Skip to content

Full-text indexes

Full-text indexes are used to do prefix, wildcard, regexp, and fuzzy search on a string property.

You can use the WHERE clause to specify the search strings in LOOKUP statements.

Prerequisite

Before using the full-text index, make sure that you have deployed a Elasticsearch cluster and a Listener cluster. For more information, see Deploy Elasticsearch and Deploy Listener.

Precaution

Before using the full-text index, make sure that you know the restrictions.

Full Text Queries

Full-text queries enable you to search for parsed text fields, using a parser with strict syntax to return content based on the query string provided. For details, see Query string query.

Syntax

Create full-text indexes

CREATE FULLTEXT {TAG | EDGE} INDEX <index_name> ON {<tag_name> | <edge_name>} (<prop_name> [,<prop_name>]...) [ANALYZER="<analyzer_name>"];
  • Composite indexes with multiple properties are supported when creating full-text indexes.
  • <analyzer_name> is the name of the analyzer. The default value is standard. To use other analyzers (e.g. IK Analysis), you need to make sure that the corresponding analyzer is installed in Elasticsearch in advance.

== Stated task ==
From the full-text index page, extract the passage that starts at the words "Full-text queries enable" and ends after the words "creating full-text indexes.". Use only the full-text index page as your source.

== Data shown ==

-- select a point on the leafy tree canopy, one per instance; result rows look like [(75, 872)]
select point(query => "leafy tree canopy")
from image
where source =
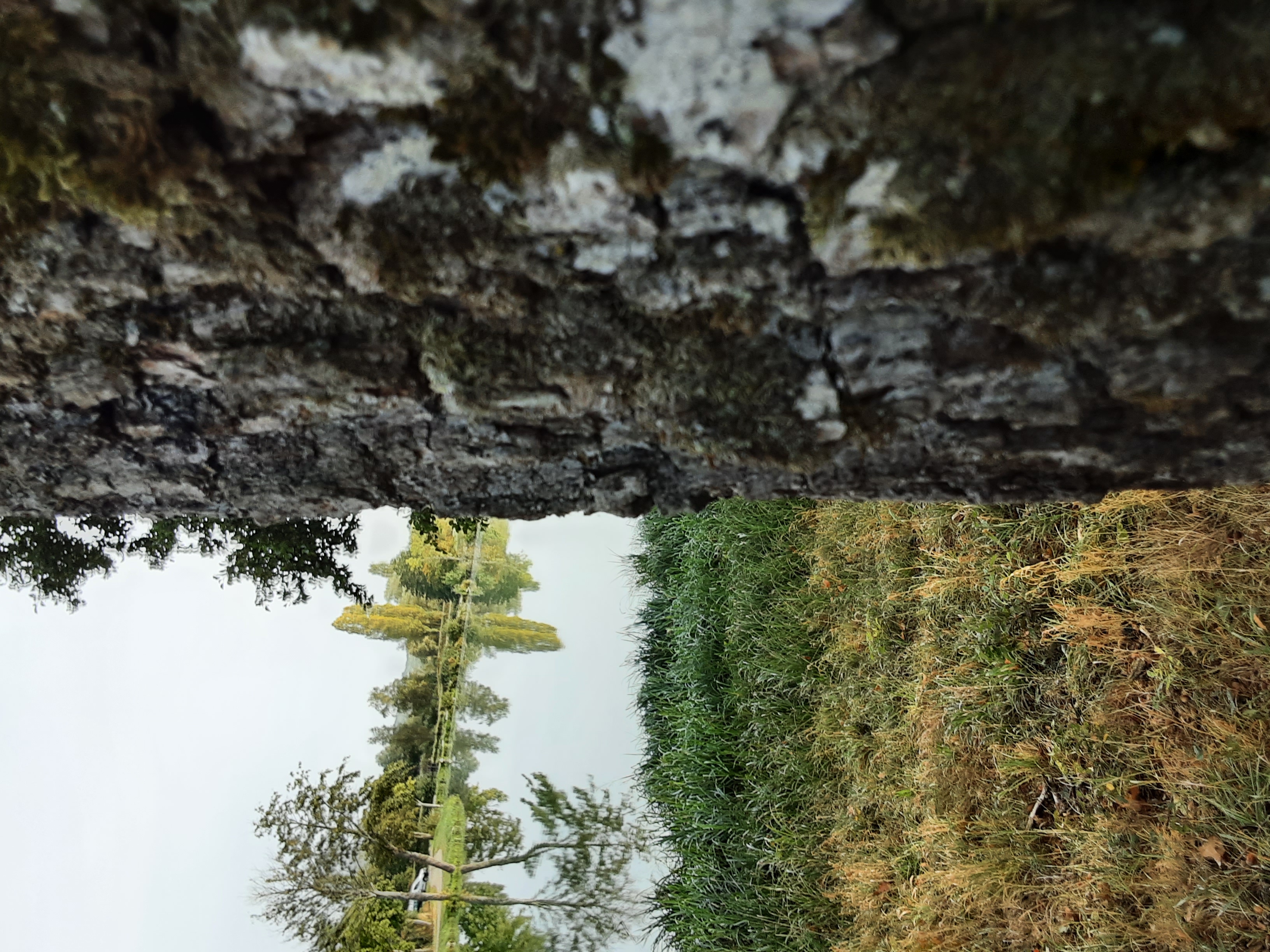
[(53, 559), (437, 568), (345, 845)]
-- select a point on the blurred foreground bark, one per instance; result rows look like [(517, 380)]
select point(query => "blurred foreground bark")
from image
[(528, 257)]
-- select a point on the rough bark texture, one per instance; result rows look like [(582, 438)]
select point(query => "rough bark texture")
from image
[(526, 257)]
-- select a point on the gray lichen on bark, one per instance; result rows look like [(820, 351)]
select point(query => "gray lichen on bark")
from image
[(525, 257)]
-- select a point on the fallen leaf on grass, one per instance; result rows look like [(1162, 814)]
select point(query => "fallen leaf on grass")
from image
[(1135, 800), (1213, 850)]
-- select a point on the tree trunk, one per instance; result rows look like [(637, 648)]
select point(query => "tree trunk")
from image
[(528, 257)]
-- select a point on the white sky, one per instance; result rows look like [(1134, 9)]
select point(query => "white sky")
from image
[(139, 734)]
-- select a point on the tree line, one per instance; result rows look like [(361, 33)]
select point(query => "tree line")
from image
[(393, 862)]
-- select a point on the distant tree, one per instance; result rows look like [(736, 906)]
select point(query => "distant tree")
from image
[(342, 842), (54, 559), (437, 568), (419, 628)]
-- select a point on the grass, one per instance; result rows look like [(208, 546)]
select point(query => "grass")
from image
[(893, 726)]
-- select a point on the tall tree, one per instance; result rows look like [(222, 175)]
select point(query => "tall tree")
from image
[(419, 628), (342, 842), (436, 568)]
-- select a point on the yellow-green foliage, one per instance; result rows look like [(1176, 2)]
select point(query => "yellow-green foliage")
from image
[(432, 572), (506, 633), (389, 622), (1048, 724)]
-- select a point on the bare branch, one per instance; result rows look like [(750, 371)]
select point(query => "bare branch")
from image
[(474, 899), (422, 859), (535, 851)]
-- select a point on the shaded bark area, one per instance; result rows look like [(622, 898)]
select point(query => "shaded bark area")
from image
[(966, 263)]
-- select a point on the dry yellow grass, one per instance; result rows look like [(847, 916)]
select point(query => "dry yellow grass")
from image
[(1048, 725)]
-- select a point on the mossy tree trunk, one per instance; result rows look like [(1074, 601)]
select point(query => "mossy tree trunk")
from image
[(526, 257)]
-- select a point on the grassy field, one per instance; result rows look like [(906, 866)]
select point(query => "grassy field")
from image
[(888, 726)]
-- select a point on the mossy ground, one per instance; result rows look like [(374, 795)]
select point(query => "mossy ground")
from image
[(954, 726)]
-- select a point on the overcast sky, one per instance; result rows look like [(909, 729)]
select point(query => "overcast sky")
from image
[(139, 734)]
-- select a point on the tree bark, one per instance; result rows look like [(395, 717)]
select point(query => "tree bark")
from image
[(519, 258)]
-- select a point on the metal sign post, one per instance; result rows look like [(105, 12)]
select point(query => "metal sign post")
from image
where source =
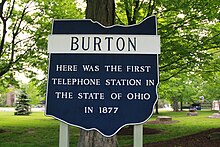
[(64, 135)]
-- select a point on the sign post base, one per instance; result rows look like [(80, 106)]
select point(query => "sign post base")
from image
[(138, 135), (64, 135)]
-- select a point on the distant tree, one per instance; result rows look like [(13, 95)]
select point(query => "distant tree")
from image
[(22, 104)]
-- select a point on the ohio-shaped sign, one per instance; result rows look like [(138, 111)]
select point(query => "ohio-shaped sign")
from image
[(102, 78)]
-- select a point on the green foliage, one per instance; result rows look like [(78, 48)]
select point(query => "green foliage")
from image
[(22, 104), (25, 26)]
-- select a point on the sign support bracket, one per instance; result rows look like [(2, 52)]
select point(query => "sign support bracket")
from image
[(138, 135), (64, 135)]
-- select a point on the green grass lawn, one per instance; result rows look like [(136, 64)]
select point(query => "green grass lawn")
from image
[(38, 130)]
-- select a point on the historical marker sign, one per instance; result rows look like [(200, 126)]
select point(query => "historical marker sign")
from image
[(102, 77)]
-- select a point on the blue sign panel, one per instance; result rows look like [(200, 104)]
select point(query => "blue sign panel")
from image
[(99, 82)]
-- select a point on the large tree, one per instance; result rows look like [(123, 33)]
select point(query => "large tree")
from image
[(25, 26), (102, 11)]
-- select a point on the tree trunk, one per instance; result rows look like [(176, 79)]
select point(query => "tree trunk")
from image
[(102, 11), (156, 108)]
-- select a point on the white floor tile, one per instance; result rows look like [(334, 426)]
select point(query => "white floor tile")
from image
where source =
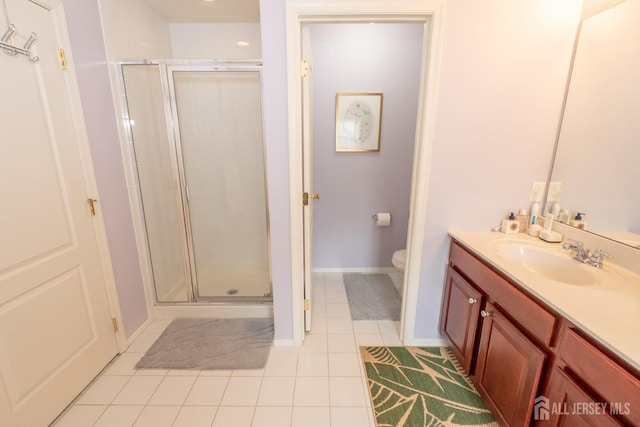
[(172, 391), (321, 383), (207, 391), (119, 415), (157, 416), (347, 391), (103, 390), (272, 416), (350, 417), (282, 363), (344, 365), (339, 325), (124, 364), (389, 327), (242, 391), (369, 340), (305, 416), (143, 343), (318, 325), (276, 391), (311, 391), (233, 416), (313, 365), (81, 416), (157, 326), (341, 343), (314, 343), (138, 390), (195, 416), (366, 327)]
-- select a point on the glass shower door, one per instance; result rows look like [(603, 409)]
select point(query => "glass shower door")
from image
[(219, 134)]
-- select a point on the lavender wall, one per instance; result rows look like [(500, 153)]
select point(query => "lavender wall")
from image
[(276, 136), (85, 31), (363, 58)]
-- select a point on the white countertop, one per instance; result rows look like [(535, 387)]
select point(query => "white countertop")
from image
[(609, 313)]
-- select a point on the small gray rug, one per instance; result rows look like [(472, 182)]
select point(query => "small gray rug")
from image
[(211, 344), (372, 296)]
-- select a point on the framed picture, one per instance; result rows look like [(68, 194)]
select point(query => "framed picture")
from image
[(358, 121)]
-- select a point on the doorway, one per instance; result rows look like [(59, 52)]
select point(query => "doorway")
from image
[(348, 62), (429, 13)]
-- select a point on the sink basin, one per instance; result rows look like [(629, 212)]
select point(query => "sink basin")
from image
[(559, 267)]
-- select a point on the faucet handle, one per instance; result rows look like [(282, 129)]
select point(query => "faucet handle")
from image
[(600, 254)]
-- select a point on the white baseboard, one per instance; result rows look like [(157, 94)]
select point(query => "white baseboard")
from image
[(427, 342), (381, 270), (214, 311)]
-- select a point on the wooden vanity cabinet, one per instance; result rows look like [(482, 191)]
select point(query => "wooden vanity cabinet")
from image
[(509, 368), (461, 314), (525, 358), (499, 335)]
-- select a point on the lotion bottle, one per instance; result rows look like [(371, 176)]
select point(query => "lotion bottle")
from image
[(578, 222), (535, 211), (523, 220), (510, 225)]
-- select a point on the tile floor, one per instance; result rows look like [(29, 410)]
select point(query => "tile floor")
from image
[(319, 384)]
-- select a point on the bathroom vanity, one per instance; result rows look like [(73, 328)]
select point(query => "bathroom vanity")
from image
[(543, 338)]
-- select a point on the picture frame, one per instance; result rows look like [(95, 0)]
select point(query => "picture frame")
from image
[(358, 121)]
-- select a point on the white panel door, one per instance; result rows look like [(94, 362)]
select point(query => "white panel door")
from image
[(55, 323), (307, 172)]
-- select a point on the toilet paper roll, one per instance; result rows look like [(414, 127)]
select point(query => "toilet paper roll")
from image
[(383, 219)]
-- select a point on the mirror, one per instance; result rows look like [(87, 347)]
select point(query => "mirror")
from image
[(596, 166)]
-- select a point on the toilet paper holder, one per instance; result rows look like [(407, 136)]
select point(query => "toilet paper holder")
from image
[(375, 216)]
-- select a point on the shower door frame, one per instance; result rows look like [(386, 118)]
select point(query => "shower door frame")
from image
[(166, 68)]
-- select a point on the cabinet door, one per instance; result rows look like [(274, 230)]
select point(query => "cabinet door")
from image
[(567, 404), (459, 318), (509, 368)]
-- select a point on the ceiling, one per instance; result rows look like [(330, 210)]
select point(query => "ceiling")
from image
[(217, 11)]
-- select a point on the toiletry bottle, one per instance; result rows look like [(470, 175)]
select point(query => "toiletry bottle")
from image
[(535, 211), (510, 225), (578, 222), (523, 219), (563, 216)]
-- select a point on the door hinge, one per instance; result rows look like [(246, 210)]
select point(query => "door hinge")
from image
[(304, 68), (91, 204), (62, 59)]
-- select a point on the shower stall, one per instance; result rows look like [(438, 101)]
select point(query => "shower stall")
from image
[(196, 136)]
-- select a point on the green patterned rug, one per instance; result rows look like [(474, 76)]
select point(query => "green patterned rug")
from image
[(421, 386)]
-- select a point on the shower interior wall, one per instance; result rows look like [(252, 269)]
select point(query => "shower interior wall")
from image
[(133, 31)]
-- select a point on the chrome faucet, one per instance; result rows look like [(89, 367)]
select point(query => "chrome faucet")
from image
[(581, 254), (597, 256)]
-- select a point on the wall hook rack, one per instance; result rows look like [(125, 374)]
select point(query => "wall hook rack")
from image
[(7, 46)]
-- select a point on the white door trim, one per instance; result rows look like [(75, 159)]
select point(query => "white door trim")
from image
[(87, 167), (431, 12)]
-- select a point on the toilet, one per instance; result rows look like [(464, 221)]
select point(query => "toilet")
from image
[(399, 259)]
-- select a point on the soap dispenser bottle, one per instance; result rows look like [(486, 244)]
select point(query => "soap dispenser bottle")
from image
[(510, 225), (578, 222)]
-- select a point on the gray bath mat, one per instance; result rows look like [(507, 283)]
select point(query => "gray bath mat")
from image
[(372, 296), (211, 344)]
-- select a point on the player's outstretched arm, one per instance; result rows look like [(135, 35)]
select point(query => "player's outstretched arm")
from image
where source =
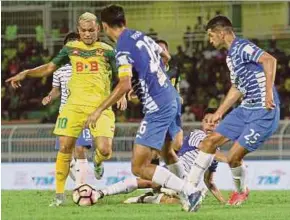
[(52, 95), (208, 180), (269, 64), (38, 72)]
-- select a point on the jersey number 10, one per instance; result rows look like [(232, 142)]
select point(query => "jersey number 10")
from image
[(93, 65)]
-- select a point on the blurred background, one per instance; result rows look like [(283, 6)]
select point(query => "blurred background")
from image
[(33, 32)]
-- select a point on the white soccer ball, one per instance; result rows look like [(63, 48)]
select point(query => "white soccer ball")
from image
[(85, 195)]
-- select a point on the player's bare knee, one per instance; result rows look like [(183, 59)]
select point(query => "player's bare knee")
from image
[(234, 161), (210, 143)]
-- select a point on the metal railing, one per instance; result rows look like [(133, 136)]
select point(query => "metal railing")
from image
[(35, 143)]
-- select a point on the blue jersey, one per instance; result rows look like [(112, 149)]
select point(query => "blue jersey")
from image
[(189, 150), (149, 80), (247, 75)]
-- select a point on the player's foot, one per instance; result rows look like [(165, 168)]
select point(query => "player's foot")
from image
[(244, 196), (234, 198), (72, 170), (98, 170), (99, 195), (57, 201), (238, 198), (148, 197), (190, 203)]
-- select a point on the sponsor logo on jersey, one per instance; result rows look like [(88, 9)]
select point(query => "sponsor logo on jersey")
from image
[(100, 52)]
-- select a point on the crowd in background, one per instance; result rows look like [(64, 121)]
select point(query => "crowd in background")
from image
[(204, 80)]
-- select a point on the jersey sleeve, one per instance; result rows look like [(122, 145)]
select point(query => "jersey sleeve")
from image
[(110, 55), (124, 59), (157, 48), (55, 79), (250, 52), (196, 137), (62, 57)]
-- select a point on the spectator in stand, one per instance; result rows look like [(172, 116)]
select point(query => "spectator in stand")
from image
[(199, 33)]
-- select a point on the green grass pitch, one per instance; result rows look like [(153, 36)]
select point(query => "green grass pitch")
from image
[(30, 205)]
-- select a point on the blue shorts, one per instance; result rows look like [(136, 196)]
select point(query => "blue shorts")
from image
[(85, 139), (249, 127), (156, 126)]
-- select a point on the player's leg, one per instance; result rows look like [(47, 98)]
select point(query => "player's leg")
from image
[(238, 169), (103, 138), (170, 157), (173, 142), (229, 129), (81, 166), (103, 146), (62, 167), (142, 167), (262, 124), (125, 186)]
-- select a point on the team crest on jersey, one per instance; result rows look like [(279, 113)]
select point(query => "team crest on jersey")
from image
[(100, 52)]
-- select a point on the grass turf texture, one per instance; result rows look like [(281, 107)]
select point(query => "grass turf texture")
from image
[(262, 205)]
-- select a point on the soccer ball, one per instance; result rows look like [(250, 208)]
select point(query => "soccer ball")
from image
[(85, 195)]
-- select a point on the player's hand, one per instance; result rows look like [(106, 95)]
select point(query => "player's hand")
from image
[(131, 95), (15, 80), (213, 118), (92, 119), (46, 100), (270, 101), (122, 103)]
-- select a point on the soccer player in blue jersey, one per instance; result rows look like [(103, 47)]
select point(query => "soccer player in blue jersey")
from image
[(139, 66), (252, 72)]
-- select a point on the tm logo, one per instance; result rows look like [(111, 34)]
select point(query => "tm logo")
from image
[(121, 175), (43, 180), (272, 179)]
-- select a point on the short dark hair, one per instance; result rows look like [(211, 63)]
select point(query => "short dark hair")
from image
[(114, 16), (219, 21), (70, 37), (162, 42), (209, 111)]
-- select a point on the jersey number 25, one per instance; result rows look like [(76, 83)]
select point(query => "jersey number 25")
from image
[(148, 44)]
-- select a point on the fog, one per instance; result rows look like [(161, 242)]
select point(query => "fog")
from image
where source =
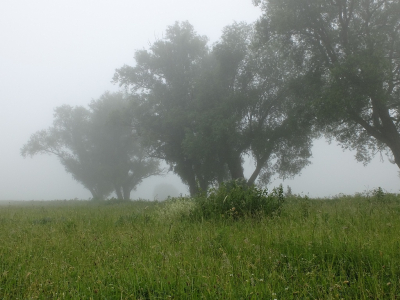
[(66, 52)]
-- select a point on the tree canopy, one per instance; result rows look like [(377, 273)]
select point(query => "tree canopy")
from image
[(203, 109), (348, 58), (97, 146)]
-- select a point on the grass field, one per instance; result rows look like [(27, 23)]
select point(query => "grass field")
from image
[(343, 248)]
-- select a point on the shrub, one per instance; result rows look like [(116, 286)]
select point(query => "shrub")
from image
[(235, 199)]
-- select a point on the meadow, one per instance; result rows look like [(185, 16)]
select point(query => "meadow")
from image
[(342, 248)]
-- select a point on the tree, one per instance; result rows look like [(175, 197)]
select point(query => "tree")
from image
[(96, 146), (162, 84), (244, 108), (203, 111), (348, 58)]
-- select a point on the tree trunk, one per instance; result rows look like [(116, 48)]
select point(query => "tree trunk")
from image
[(126, 192), (235, 166), (118, 192)]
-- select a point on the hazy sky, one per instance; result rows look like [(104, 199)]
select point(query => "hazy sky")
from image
[(58, 52)]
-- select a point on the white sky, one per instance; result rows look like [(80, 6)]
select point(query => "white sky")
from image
[(55, 52)]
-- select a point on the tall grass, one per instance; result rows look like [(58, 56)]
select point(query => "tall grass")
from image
[(344, 248)]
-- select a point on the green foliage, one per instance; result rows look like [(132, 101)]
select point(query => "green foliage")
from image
[(235, 199), (96, 146), (345, 56), (346, 248)]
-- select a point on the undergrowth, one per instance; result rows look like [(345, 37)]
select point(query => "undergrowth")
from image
[(342, 248)]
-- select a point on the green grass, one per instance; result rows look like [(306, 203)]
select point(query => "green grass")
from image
[(344, 248)]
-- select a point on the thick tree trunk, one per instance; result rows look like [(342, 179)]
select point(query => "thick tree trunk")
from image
[(118, 192), (126, 192), (235, 166)]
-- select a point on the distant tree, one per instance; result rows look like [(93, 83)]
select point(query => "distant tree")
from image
[(347, 54), (162, 83), (244, 108), (204, 110), (97, 146)]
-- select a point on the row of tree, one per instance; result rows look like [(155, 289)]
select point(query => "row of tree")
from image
[(264, 90)]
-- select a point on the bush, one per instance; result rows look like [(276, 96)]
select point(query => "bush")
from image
[(235, 199)]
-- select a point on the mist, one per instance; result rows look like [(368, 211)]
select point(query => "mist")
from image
[(55, 53)]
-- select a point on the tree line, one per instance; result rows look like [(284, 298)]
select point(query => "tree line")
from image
[(264, 90)]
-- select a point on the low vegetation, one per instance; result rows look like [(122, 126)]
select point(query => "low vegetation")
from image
[(341, 248)]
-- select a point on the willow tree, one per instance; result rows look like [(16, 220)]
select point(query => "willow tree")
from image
[(96, 146), (348, 58)]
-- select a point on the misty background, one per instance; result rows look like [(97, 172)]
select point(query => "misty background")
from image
[(66, 52)]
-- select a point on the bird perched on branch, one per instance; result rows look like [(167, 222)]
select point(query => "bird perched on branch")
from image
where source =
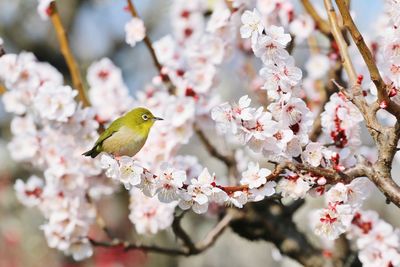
[(126, 135)]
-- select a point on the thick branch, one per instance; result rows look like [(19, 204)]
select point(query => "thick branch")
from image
[(198, 248), (368, 58), (148, 43), (322, 25), (266, 220), (67, 53), (134, 246), (212, 150), (337, 34)]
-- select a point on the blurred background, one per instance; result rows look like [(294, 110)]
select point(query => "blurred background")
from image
[(96, 30)]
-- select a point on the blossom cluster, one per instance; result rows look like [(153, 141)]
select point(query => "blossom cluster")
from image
[(50, 131), (341, 125), (172, 185), (343, 202), (378, 242)]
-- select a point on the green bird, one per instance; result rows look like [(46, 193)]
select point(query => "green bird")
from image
[(126, 135)]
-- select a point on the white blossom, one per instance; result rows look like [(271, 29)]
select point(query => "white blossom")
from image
[(134, 31)]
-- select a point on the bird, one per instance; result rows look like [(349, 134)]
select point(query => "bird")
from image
[(126, 135)]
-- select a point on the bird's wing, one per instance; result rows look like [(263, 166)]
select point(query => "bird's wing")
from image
[(112, 129)]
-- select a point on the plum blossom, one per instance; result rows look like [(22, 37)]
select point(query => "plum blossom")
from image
[(340, 121), (129, 172), (293, 186), (55, 103), (134, 31), (270, 47), (377, 241), (302, 27), (44, 9), (313, 154), (255, 176), (148, 214), (238, 199), (333, 221), (252, 24), (280, 77), (318, 66), (29, 193), (170, 180), (344, 201), (266, 190), (198, 193)]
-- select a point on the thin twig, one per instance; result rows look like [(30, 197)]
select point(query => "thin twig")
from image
[(337, 34), (368, 58), (201, 246), (67, 53), (322, 24), (212, 150), (217, 231), (2, 89), (164, 76), (181, 233), (133, 246)]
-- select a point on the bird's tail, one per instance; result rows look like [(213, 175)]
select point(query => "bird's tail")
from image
[(92, 153)]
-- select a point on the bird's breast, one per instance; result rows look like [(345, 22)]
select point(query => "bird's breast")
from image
[(125, 142)]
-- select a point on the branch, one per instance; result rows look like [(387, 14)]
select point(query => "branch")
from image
[(133, 246), (164, 76), (212, 150), (327, 91), (337, 34), (266, 220), (368, 58), (66, 51), (181, 233), (217, 231), (198, 248), (322, 24)]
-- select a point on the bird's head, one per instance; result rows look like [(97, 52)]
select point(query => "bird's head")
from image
[(142, 117)]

== Answer to this task ==
Full-text queries enable you to search for parsed text fields, using a parser with strict syntax to return content based on the query string provided. For details, see Query string query.

Syntax

Create full-text indexes

CREATE FULLTEXT {TAG | EDGE} INDEX <index_name> ON {<tag_name> | <edge_name>} (<prop_name> [,<prop_name>]...) [ANALYZER="<analyzer_name>"];
  • Composite indexes with multiple properties are supported when creating full-text indexes.